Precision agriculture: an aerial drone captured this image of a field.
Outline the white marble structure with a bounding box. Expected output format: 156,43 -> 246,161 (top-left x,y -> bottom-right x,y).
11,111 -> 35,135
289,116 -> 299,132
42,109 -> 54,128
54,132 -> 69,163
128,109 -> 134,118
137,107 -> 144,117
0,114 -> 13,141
--
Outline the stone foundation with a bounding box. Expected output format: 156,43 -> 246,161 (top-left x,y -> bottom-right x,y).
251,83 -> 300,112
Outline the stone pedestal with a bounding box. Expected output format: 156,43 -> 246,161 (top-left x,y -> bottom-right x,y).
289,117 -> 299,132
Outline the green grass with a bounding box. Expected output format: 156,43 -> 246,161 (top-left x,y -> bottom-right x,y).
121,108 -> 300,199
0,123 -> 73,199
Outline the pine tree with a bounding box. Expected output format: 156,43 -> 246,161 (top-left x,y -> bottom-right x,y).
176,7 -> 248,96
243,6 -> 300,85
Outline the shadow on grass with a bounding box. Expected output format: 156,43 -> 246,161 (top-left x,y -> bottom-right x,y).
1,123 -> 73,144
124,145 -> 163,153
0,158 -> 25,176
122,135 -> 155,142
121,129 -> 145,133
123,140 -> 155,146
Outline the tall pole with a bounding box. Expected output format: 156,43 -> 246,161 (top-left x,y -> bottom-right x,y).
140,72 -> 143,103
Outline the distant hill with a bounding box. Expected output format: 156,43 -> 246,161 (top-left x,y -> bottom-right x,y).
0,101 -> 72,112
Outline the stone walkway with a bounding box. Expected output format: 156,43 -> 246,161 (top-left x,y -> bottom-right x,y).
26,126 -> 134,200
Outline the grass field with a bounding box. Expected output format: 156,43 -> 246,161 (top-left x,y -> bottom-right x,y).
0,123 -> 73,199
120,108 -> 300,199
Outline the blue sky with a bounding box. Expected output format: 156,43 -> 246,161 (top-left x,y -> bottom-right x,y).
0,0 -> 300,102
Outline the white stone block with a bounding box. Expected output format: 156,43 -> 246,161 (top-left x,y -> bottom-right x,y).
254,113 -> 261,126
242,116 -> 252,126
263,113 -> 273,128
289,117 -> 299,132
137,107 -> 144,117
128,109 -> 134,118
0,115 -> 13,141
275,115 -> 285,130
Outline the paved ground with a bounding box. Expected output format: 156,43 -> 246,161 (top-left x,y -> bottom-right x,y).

• [Work required] Determine how many lines of the records above contain the word "grass". Give only the number.

• [Reply to the task] 3